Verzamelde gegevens
--------------------------------------------------
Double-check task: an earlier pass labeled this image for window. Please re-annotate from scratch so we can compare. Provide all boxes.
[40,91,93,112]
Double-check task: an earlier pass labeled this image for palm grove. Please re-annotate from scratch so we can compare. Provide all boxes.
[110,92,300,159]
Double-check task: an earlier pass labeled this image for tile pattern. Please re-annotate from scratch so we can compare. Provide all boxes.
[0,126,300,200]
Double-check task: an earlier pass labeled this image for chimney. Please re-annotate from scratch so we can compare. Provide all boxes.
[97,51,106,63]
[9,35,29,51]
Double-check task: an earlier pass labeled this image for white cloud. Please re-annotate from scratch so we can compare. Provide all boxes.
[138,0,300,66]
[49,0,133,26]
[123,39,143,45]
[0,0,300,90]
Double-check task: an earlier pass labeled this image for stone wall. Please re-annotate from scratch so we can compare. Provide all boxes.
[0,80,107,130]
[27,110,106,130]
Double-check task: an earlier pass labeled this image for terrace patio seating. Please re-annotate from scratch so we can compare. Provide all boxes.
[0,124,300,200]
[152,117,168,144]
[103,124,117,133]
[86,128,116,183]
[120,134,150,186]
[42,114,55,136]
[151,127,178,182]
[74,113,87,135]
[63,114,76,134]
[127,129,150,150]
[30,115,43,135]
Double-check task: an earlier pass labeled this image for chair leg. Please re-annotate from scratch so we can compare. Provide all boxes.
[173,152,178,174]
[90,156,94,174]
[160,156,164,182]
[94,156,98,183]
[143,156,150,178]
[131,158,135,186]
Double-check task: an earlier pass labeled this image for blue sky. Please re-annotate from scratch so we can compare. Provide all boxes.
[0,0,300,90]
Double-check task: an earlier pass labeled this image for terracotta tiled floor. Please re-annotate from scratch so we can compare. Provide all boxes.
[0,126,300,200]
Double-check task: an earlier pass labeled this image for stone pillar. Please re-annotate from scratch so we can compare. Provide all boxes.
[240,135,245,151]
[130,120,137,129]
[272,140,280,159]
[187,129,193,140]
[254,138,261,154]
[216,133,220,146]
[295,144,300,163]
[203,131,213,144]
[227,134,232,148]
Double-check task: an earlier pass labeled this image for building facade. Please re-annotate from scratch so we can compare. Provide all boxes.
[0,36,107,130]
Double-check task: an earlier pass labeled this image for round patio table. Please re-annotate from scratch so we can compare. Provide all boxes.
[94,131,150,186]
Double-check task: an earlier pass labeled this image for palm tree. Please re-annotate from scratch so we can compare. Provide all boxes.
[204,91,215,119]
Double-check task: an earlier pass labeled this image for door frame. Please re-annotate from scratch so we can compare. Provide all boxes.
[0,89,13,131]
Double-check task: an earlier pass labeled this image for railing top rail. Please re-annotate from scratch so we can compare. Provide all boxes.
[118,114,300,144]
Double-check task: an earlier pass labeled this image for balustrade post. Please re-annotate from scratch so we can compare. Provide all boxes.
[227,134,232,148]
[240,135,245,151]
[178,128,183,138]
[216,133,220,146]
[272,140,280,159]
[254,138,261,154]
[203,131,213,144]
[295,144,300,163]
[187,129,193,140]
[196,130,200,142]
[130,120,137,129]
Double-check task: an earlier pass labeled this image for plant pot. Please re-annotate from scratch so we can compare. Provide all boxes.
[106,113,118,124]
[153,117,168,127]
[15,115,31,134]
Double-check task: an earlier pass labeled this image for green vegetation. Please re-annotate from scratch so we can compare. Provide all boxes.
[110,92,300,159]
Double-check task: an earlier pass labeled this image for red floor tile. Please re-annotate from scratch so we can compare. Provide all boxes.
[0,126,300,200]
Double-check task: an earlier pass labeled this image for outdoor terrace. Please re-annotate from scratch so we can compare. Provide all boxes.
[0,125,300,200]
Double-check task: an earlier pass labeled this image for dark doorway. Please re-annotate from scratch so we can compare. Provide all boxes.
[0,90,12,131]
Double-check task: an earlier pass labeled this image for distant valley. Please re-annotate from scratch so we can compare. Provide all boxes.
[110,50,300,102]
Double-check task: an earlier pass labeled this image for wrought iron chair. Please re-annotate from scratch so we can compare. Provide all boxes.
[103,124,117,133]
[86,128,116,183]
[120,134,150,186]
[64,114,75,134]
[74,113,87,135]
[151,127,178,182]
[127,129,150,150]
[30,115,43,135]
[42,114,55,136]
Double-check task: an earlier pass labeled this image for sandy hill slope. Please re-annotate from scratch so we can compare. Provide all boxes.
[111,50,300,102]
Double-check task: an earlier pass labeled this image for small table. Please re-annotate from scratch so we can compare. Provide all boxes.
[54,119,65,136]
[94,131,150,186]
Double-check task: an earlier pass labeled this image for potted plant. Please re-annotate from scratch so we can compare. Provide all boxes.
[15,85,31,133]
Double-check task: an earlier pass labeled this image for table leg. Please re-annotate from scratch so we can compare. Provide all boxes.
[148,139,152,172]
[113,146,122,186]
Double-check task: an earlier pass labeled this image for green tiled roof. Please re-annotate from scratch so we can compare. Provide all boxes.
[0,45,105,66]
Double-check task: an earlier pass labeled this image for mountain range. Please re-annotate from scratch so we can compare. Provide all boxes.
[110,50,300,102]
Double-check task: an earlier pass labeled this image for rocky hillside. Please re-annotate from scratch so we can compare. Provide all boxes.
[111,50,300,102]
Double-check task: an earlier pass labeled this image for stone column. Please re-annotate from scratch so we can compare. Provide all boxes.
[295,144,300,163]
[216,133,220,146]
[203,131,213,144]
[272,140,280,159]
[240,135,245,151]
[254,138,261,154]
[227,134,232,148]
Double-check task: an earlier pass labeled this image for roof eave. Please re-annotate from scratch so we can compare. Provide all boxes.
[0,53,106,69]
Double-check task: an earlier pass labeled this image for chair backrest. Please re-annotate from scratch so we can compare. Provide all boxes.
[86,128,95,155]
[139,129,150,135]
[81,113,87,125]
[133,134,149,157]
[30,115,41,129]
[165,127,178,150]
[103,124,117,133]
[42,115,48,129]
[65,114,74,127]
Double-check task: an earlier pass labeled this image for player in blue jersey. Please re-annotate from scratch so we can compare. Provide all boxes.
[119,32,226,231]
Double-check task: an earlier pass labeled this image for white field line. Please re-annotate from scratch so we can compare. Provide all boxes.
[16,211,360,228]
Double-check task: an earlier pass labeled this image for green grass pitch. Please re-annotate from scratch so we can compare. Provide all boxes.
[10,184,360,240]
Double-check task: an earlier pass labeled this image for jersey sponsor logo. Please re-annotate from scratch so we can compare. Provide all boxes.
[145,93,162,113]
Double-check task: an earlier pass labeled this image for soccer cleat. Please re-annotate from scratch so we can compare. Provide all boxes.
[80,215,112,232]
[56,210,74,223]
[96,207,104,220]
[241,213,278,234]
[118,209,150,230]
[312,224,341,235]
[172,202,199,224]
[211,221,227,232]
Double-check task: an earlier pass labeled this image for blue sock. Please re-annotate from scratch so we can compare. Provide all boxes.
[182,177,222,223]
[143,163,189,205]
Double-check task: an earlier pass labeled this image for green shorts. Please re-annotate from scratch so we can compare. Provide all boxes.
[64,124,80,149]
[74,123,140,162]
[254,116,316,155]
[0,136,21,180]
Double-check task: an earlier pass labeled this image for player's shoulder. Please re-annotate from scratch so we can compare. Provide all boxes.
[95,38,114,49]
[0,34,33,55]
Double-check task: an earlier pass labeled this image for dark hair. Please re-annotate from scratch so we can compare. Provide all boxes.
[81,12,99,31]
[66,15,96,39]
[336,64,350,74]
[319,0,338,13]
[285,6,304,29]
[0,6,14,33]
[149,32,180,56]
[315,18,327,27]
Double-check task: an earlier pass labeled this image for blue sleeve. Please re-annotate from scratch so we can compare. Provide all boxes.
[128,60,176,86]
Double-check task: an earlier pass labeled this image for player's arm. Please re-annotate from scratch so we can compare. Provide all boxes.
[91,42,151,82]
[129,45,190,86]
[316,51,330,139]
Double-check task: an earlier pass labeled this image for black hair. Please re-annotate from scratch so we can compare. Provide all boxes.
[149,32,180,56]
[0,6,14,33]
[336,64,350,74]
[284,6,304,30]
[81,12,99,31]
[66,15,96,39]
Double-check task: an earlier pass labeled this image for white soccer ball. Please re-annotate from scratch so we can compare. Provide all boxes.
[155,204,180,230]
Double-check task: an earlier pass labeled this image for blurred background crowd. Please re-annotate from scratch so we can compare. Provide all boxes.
--------------------------------------------------
#### JOUW OPDRACHT:
Hoeveel regels van de gegevens hierboven bevatten het woord "soccer"? Tel hoofdlettergevoelig en geef uitsluitend het aantal.

#### UITGEVOERDE OPDRACHT:
2